Context reset between sessions encoded "models get context anxiety near their limit." Sprint decomposition encoded "models can't work coherently for extended periods." The Evaluator encoded "models can't reliably self-assess."

When Opus 4.5 arrived, context anxiety vanished — so they removed context reset. When 4.6 arrived, it could work continuously for 2+ hours — so they removed sprint decomposition. Each removal simplified the system and reduced cost.

But the Evaluator stayed. Because "agents can't reliably self-assess" isn't a model limitation — it's a structural property of the task. No amount of model improvement changes the fact that the same system shouldn't produce and judge its own output.

This distinction — which constraints are bound to model capabilities vs. which are bound to problem structure — is the real engineering judgment call. The first type expires. The second type doesn't.

4. Environment Quality Determines Agent Quality

Stripe: "The infrastructure we built for humans unexpectedly saved the agents"
OpenAI: "What the agent can't see doesn't exist for the agent" — context accessibility matters more than model capability
Anthropic: Context anxiety was an environment problem, not a model problem

The environment you build around the agent matters more than which model you put inside it. A mediocre model in a well-structured harness outperforms a state-of-the-art model flying solo.

**YOUR TASK:** Reproduce the passage on model constraints and agent environments word for word. The records have nothing to do with this passage.

**LISTED ENTRIES:**
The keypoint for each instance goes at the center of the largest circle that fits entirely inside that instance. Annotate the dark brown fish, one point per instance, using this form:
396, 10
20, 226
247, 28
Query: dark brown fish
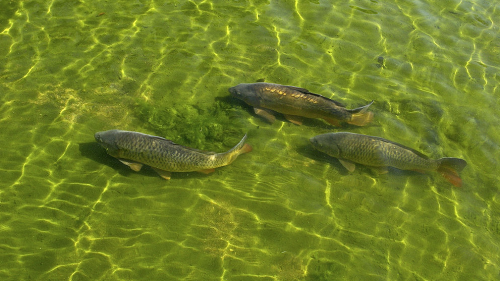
295, 102
380, 153
164, 156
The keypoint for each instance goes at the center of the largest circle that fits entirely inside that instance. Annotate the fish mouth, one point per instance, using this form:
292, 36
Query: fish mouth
233, 91
97, 137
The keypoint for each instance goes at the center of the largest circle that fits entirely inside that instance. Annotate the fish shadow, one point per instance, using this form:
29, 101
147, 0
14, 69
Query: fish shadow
95, 152
311, 153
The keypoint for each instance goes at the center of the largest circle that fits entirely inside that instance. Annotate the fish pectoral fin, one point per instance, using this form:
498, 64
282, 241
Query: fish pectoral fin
333, 121
381, 170
164, 174
206, 171
294, 119
350, 166
266, 114
133, 165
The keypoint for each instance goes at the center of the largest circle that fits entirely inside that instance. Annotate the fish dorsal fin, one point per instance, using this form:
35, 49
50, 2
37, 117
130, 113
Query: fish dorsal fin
306, 91
402, 146
185, 147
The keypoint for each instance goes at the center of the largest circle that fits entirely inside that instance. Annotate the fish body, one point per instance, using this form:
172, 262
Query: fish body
164, 156
295, 102
380, 153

**EXERCISE OUTPUT:**
Context reset between sessions encoded "models get context anxiety near their limit." Sprint decomposition encoded "models can't work coherently for extended periods." The Evaluator encoded "models can't reliably self-assess."

When Opus 4.5 arrived, context anxiety vanished — so they removed context reset. When 4.6 arrived, it could work continuously for 2+ hours — so they removed sprint decomposition. Each removal simplified the system and reduced cost.

But the Evaluator stayed. Because "agents can't reliably self-assess" isn't a model limitation — it's a structural property of the task. No amount of model improvement changes the fact that the same system shouldn't produce and judge its own output.

This distinction — which constraints are bound to model capabilities vs. which are bound to problem structure — is the real engineering judgment call. The first type expires. The second type doesn't.

4. Environment Quality Determines Agent Quality

Stripe: "The infrastructure we built for humans unexpectedly saved the agents"
OpenAI: "What the agent can't see doesn't exist for the agent" — context accessibility matters more than model capability
Anthropic: Context anxiety was an environment problem, not a model problem

The environment you build around the agent matters more than which model you put inside it. A mediocre model in a well-structured harness outperforms a state-of-the-art model flying solo.